[Recorded data]
━━━━━━━━━━━━━━━━
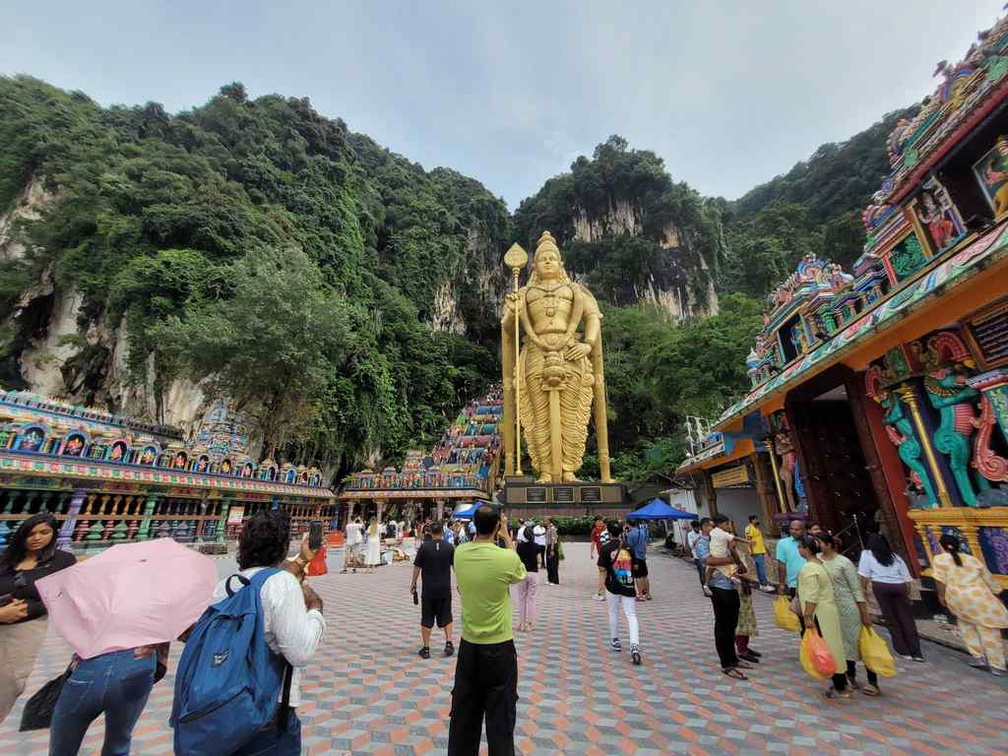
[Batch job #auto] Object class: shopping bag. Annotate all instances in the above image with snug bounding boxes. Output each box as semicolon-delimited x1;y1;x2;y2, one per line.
19;667;73;733
773;596;801;633
799;629;837;679
858;625;896;677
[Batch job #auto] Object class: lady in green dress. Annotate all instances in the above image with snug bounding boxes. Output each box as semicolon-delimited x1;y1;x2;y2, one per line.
798;535;851;699
815;533;879;696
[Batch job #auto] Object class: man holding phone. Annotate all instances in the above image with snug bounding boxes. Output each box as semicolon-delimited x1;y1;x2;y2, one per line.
448;504;525;756
409;520;455;659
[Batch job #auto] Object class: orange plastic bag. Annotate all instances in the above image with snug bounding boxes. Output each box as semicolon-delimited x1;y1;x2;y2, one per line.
798;630;837;679
773;596;801;633
858;627;896;677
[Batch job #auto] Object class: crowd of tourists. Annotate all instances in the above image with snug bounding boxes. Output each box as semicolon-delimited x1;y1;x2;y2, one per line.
0;497;1008;756
0;512;326;756
687;515;1008;700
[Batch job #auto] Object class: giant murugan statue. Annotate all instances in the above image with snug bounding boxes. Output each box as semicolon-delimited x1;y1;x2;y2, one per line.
501;231;612;483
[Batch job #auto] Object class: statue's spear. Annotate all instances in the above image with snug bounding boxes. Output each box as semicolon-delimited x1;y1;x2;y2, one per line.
504;242;528;475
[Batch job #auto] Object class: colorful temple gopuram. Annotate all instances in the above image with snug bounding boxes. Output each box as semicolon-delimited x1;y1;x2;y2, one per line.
677;13;1008;587
0;391;336;548
340;389;504;522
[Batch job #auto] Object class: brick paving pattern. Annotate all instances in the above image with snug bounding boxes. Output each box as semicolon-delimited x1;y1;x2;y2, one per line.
0;543;1008;756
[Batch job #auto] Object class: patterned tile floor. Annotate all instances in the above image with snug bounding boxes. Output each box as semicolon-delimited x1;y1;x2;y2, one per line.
0;544;1008;756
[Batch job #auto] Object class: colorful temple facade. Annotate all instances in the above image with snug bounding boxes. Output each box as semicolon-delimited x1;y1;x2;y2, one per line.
678;10;1008;587
0;391;336;547
340;389;504;522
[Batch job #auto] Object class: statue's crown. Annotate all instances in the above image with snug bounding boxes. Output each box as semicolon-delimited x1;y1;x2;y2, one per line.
535;231;560;255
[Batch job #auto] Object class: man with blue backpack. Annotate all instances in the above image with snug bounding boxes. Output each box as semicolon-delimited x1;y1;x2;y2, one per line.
171;512;326;756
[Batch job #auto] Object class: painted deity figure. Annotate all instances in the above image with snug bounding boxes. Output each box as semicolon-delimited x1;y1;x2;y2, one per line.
501;231;611;483
881;391;938;507
924;367;990;507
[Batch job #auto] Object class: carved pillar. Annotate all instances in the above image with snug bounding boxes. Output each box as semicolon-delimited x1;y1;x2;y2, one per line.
959;522;987;562
750;452;779;523
56;488;88;549
913;521;934;565
137;492;158;540
896;383;953;507
214;499;231;543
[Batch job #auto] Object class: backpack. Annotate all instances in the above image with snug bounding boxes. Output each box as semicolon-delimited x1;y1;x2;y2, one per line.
612;539;634;589
169;568;292;756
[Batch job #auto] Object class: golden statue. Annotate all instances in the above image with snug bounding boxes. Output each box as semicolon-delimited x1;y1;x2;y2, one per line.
501;231;612;483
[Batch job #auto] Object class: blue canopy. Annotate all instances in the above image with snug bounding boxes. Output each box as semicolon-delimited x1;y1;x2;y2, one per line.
452;501;483;520
627;499;697;520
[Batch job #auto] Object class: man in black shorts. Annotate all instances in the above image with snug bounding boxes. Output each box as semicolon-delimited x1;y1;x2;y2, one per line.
409;520;455;659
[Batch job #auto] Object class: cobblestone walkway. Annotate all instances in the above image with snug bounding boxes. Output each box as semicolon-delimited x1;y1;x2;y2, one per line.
0;544;1008;756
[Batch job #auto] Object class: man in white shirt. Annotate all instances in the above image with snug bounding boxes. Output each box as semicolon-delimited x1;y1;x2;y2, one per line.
340;517;364;573
686;520;710;596
214;512;326;756
532;522;546;568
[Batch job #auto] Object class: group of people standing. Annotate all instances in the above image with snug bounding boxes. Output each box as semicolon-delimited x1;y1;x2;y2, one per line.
688;515;1008;700
0;512;326;756
340;516;382;573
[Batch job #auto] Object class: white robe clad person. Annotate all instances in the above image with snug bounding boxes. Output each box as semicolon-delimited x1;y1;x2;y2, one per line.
364;517;381;573
340;517;364;573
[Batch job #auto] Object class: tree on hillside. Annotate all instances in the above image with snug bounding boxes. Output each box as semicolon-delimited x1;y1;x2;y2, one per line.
154;248;349;457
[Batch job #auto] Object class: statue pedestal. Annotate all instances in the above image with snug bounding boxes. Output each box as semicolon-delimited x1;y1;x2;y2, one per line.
500;477;630;518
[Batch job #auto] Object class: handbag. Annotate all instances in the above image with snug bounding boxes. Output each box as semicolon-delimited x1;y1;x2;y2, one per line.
18;662;74;733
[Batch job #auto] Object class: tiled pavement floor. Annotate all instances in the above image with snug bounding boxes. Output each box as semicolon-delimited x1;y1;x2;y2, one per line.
0;543;1008;756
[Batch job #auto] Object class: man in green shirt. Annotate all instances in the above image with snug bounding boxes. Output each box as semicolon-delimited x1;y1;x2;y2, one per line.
448;504;525;756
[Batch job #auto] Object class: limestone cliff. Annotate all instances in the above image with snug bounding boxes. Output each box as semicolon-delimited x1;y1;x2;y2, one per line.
515;137;724;321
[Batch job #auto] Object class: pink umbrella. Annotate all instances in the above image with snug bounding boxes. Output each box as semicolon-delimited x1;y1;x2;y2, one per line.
35;538;218;659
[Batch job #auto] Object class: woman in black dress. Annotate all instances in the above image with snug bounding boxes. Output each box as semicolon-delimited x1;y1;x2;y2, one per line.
0;512;77;722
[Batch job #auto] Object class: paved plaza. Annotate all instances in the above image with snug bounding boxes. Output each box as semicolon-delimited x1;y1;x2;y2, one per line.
0;543;1008;756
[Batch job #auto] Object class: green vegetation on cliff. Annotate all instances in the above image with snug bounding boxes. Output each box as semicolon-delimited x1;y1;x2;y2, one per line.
718;108;915;297
514;136;724;314
0;77;510;479
0;77;906;482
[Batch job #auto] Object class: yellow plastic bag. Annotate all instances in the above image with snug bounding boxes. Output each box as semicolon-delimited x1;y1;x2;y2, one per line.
━━━━━━━━━━━━━━━━
*Directive*.
Reproduce every line of the listing above verbatim, omitting the pictures.

*Result for this exercise*.
[Batch job #auto] Object class: shopping bag. Annotate all instances in the above image with snug bounding boxes. Output each box as semicolon-delimited x1;y1;x2;y2, one per line.
19;667;73;733
773;596;801;633
799;629;837;679
858;625;896;677
[Batch job #auto] Object class: lady in green dress. Annotate all instances in the above image with snug bounding boxes. Output each box as semicolon-delimited x1;y1;x2;y2, one per line.
798;535;851;699
815;533;879;696
[Batch job #auto] Object class: man holding phone. Annotate all instances in the above image with snug bounding boxes. Output each box as semicolon-delimited x1;y1;x2;y2, one per line.
448;504;525;756
409;520;455;659
[Batch job #auto] Object class: orange plastic bag. Annotate all instances in the above image with snug bounding boxes. Output each box as semicolon-delimited x1;y1;x2;y2, one per line.
798;630;837;679
773;596;801;633
858;627;896;677
[Batch job #auto] Object class: crowd of tourists. Annotate all instances in the above image with snug bounding boxes. Output each box as semicolon-delimited x1;y1;x2;y2, one per line.
0;497;1008;756
0;512;326;756
687;515;1008;700
[Batch job #auto] Object class: giant murugan statue. Annotate all instances in the above image with snug bounding boxes. Output each box as semicolon-delimited x1;y1;x2;y2, one per line.
501;231;612;483
[Batch job #auto] Object class: statue's spear. Annotate all instances in the above image with snug bounding boxes. Output each box as semicolon-delimited x1;y1;x2;y2, one per line.
504;242;528;475
[Batch job #auto] Object class: colorful temple gopuram. Annotate all instances in the above image with snug bounding boxes. Output each box as semicolon-delimited x1;y1;x2;y2, one per line.
677;13;1008;587
0;391;336;548
340;389;504;522
[Batch job #auto] Object class: brick paving pattern. Annotate all instances in the above image with snug bounding boxes. Output each box as semicolon-delimited x1;y1;x2;y2, one per line.
0;543;1008;756
[Batch job #auto] Object class: patterned tile floor. Annotate all instances in the above image with snug bounding boxes. Output each box as semicolon-delimited x1;y1;x2;y2, one per line.
0;544;1008;756
[Batch job #auto] Object class: colorful temple facade. Annotate all instances in the above image with snug bounding boxes. Output each box as semicolon-delimited x1;y1;x2;y2, one per line.
678;10;1008;587
0;391;336;547
340;389;504;522
[Batch job #auto] Object class: statue's crown. Annotate all instances in the above image with snug bounding boxes. Output each box as semicolon-delimited x1;y1;x2;y2, one per line.
535;231;560;255
[Batch job #auto] Object class: man with blue backpack. Annotate all instances in the above image with snug bounding boxes. Output each box as semicolon-delimited x1;y1;x2;y2, one per line.
171;512;326;756
[Batch job #auto] Object class: painted deity figure. Annotate all instances in the above image with snug bounding boxes. Output each box as semicolon-delimited x1;y1;x2;y2, one per line.
501;231;611;483
881;391;938;507
924;367;990;507
[Batch job #auto] Object class: carved pillar. Annotate all instances in the above image with snug bounding boxes. Output each box as semicolon-delimited x1;y1;x2;y2, one per line.
959;522;987;562
750;452;779;523
56;488;88;549
913;521;934;565
137;492;158;540
896;383;953;507
214;499;231;543
[Batch job #auto] Object class: backpack. Annotate all instances in the above image with snug bounding boxes. Output each box as semicolon-delimited x1;y1;x2;y2, one per line.
612;539;634;589
169;568;292;756
[Batch job #auto] Object class: golden statue. Annotate all instances in the above image with snug bounding boxes. Output each box as semicolon-delimited x1;y1;x2;y2, one per line.
501;231;612;483
[Batch job #auto] Object class: blue canopy. Annotate all instances in the above image with snug bounding boxes. Output each box as semicolon-delimited x1;y1;x2;y2, one per line.
452;501;483;520
627;499;697;520
[Batch job #auto] Object class: man in black shorts. Annotate all instances in the above image with snug bounding boxes. Output each box as semicolon-delimited x1;y1;x2;y2, one per line.
409;520;455;659
[Batch job #auto] Object class: cobblestone walkway. Annotate all instances in the above image with snug bounding boxes. Output each box as semicolon-delimited x1;y1;x2;y2, one per line.
0;544;1008;756
[Batch job #auto] Object class: man in white shirt. Annotate all instances in the above image with snug bounding boxes. Output each box as semicolon-delimited x1;y1;x2;y2, one per line.
340;517;364;573
686;520;710;596
214;512;326;756
532;522;546;568
[Batch job #auto] Object class: group of people standing. Annotate all instances in the above image with snug bounding boxes. Output each box as semicolon-delimited x1;y1;x2;y2, one per line.
688;515;1008;700
0;512;326;756
340;516;382;573
[Batch job #auto] Object class: white robe clad person. Annotate all instances in the above image with snug bounding boxes. Output each box as semicolon-delimited x1;y1;x2;y2, one per line.
364;517;381;573
340;517;364;573
[Batch job #auto] Object class: tree on hillside. Annotate all instances in the above image with snug bounding boxes. Output each box as semicolon-delimited x1;y1;x2;y2, one per line.
154;248;349;457
[Batch job #auto] Object class: statue pedestal. Annotate all instances in the above image with snug bounding boxes. Output each box as semicolon-delimited x1;y1;x2;y2, one per line.
500;477;630;518
[Batch job #auto] Object class: handbag. Annotate all instances in the above image with snug bounding boxes. Output each box as semicolon-delimited x1;y1;x2;y2, one per line.
18;662;74;733
[Batch job #auto] Object class: tiled pavement floor. Annotate all instances in the above image with snug bounding boxes. Output each box as semicolon-delimited x1;y1;x2;y2, one per line.
0;543;1008;756
[Batch job #auto] Object class: man in green shirt. Annotate all instances in the above image with snug bounding boxes. Output each box as semicolon-delimited x1;y1;x2;y2, one per line.
448;504;525;756
[Batch job #auto] Object class: limestone cliff. Annotate all instances in the above image with snug bounding boxes. Output each box as semicolon-delimited x1;y1;x2;y2, one per line.
515;137;724;321
[Batch job #auto] Object class: pink umbrella. Annotate all instances in the above image with snug bounding boxes. Output each box as semicolon-delimited x1;y1;x2;y2, one per line.
35;538;218;659
[Batch job #auto] Object class: woman in black dress. Annotate all instances in the above image with snug bounding boxes. Output each box as semicolon-delimited x1;y1;x2;y2, one per line.
0;512;77;722
[Batch job #auto] Object class: paved plaza. Annotate all instances in the above image with snug bounding boxes. Output each box as semicolon-delimited x1;y1;x2;y2, one per line.
0;543;1008;756
[Batch job #auto] Object class: green vegetation on cliff. Annotate all instances in the above image with snug bounding boxes. Output each box as semicolon-delimited x1;y1;x2;y2, one per line.
718;108;915;297
514;136;724;314
0;77;510;479
0;77;906;482
[Batch job #auto] Object class: yellow plastic bag. Annotate all instances in the above image with snug bounding boxes. Output each box as semicolon-delimited x1;y1;x2;y2, one per line.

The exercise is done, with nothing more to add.